What you have to do =>
Make an exact copy of the lines below.

Coordinate labeling data
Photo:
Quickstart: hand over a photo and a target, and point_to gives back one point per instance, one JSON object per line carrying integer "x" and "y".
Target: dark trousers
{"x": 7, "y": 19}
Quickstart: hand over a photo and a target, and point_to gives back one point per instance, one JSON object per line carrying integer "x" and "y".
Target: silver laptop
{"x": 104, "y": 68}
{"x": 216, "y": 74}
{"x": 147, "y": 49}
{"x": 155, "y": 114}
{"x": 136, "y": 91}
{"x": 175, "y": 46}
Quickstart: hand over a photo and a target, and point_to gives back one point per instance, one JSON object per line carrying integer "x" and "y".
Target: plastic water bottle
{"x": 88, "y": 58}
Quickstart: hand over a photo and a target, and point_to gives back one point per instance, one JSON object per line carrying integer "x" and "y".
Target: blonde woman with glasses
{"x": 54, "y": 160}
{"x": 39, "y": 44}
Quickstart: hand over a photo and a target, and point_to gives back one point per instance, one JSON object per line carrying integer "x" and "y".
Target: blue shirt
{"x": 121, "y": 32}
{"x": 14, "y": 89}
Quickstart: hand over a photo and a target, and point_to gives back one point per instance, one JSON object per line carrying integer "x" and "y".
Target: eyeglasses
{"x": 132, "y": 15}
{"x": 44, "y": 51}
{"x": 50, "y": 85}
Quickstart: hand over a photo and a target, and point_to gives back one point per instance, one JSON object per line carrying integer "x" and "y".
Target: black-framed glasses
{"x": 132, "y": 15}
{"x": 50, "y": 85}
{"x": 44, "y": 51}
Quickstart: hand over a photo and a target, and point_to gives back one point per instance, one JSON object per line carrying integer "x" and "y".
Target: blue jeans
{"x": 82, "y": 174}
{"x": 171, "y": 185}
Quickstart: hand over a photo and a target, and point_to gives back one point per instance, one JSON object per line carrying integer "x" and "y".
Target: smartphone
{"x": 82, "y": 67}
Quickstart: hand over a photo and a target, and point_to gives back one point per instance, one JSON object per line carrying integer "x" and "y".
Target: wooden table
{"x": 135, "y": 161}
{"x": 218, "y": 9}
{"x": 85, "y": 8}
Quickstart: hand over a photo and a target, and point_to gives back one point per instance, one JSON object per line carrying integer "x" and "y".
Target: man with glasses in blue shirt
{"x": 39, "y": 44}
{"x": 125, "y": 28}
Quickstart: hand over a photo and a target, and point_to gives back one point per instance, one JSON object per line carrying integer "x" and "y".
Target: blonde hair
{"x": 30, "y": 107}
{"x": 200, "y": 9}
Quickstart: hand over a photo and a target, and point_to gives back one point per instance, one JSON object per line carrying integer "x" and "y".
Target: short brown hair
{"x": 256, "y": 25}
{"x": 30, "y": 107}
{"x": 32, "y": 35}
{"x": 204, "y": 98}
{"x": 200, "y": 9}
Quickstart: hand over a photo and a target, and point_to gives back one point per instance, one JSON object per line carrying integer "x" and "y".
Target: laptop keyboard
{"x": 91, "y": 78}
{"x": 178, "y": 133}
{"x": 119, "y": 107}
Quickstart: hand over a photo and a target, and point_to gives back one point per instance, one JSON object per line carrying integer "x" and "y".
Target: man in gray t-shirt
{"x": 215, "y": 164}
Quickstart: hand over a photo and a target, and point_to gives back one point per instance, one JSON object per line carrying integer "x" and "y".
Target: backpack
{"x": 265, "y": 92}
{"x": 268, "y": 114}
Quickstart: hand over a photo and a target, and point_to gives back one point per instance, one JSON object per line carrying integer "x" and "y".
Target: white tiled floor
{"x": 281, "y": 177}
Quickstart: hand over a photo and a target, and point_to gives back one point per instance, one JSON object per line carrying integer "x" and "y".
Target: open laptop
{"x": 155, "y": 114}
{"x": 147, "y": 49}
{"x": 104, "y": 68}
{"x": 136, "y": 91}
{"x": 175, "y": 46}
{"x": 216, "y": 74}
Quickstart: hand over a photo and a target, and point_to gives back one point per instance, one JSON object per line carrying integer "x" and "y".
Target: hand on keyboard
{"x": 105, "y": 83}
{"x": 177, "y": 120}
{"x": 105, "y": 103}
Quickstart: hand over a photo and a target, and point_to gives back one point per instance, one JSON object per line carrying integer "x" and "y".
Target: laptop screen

Exercise response =>
Photo:
Quickstart: hand over a photo and a target, and point_to gives back one point per instance, one JSON object per line carrying integer "x" and "y".
Target: dark trousers
{"x": 7, "y": 19}
Quickstart: hand over a photo and a target, and point_to gives back one point per instance, one JSON object per line carrying integer "x" and "y".
Target: silver laptop
{"x": 104, "y": 68}
{"x": 216, "y": 74}
{"x": 147, "y": 49}
{"x": 155, "y": 114}
{"x": 136, "y": 91}
{"x": 175, "y": 46}
Quickstart: hand over a photo and a target, and point_to gives back one point per instance, one JSON object per line carrying integer "x" and "y".
Target: plastic water bottle
{"x": 88, "y": 58}
Quickstart: hand over a photo and a target, and point_to gives back one point per instance, one JSON object per line carrying integer "x" and "y".
Target: blonde woman with glasses
{"x": 54, "y": 160}
{"x": 39, "y": 44}
Quickstart: hand over a photo and a target, and point_to gives back one point per instance, one JSON object per line carrying integer "x" and "y".
Target: blue shirt
{"x": 121, "y": 32}
{"x": 14, "y": 89}
Quickstart: hand over a photo and a target, and point_to gives back one point per instance, one JSON object per line carrying integer "x" and "y".
Target: eyeglasses
{"x": 132, "y": 15}
{"x": 44, "y": 51}
{"x": 50, "y": 85}
Quickstart: hand over a photo and a target, and point_to gives back one point per instance, one JSON object per line carrying integer "x" and "y".
Target: black-framed glasses
{"x": 132, "y": 15}
{"x": 50, "y": 85}
{"x": 44, "y": 51}
Quickstart: hand over a photo and a target, and point_to gives back one point per instance, one JSON object per line carrying integer "x" and "y".
Target: blue jeans
{"x": 82, "y": 174}
{"x": 171, "y": 185}
Quickstart: hand over a photo and a target, and point_to gives back one point per instance, one JSON object per line carrying integer "x" and "y".
Target: smartphone
{"x": 82, "y": 67}
Quickstart: hand over a photo and a target, and point_to gives back one point per instance, one JSON object per line carrying integer "x" and "y".
Target: wooden table
{"x": 135, "y": 161}
{"x": 218, "y": 9}
{"x": 85, "y": 8}
Quickstart: hand over a photo and a target, and point_to gives back one point per instance, one JSON object per line carrying integer "x" and "y".
Target: man with glasses in blue shirt
{"x": 39, "y": 44}
{"x": 125, "y": 28}
Quickstart: hand over a photo and a target, and point_to gives back one point per instance, one JSON object per line carrying integer "x" and "y".
Target: blonde hair
{"x": 30, "y": 107}
{"x": 200, "y": 9}
Quickstart: hand over a photo and a target, and point_to gives back one point per instance, one JSON object per line carrying integer "x" and "y".
Target: short brown hair
{"x": 256, "y": 25}
{"x": 30, "y": 107}
{"x": 32, "y": 35}
{"x": 204, "y": 98}
{"x": 200, "y": 9}
Quickstart: hand over a photo and a target, and point_to gives back one point per instance, one JSON object per line carrying integer "x" and "y".
Target: laptop keyboard
{"x": 91, "y": 78}
{"x": 178, "y": 133}
{"x": 119, "y": 107}
Quickstart: hand over a photo and a target, and point_to gives back one point per instance, one JSON object per line carrying integer "x" and "y".
Target: man in gray t-shirt
{"x": 215, "y": 164}
Quickstart: hand over a photo and a target, and point_to gives back one point per instance, one JSON object per line carrying integer "x" and "y".
Target: backpack
{"x": 265, "y": 92}
{"x": 268, "y": 114}
Quickstart: hand over a photo and a target, and point_to gives back one point per instance, one JSON object per line carrying integer "x" and "y".
Target: white tiled floor
{"x": 281, "y": 177}
Quickstart: hand over a photo and a target, and point_to gives back one point per instance, one JSON object per line carrying integer "x" and "y".
Target: open laptop
{"x": 155, "y": 114}
{"x": 147, "y": 49}
{"x": 104, "y": 68}
{"x": 136, "y": 91}
{"x": 175, "y": 46}
{"x": 216, "y": 74}
Quickstart: hand over a photo and a target, and point_to gives back one point per instance, one JSON object per line carrying integer "x" and "y".
Target: hand on keyboard
{"x": 105, "y": 83}
{"x": 177, "y": 120}
{"x": 105, "y": 103}
Quickstart: hand over a photo and a target, and point_to gives back one point per instance, one JSON object per line carrying integer "x" and "y".
Target: laptop screen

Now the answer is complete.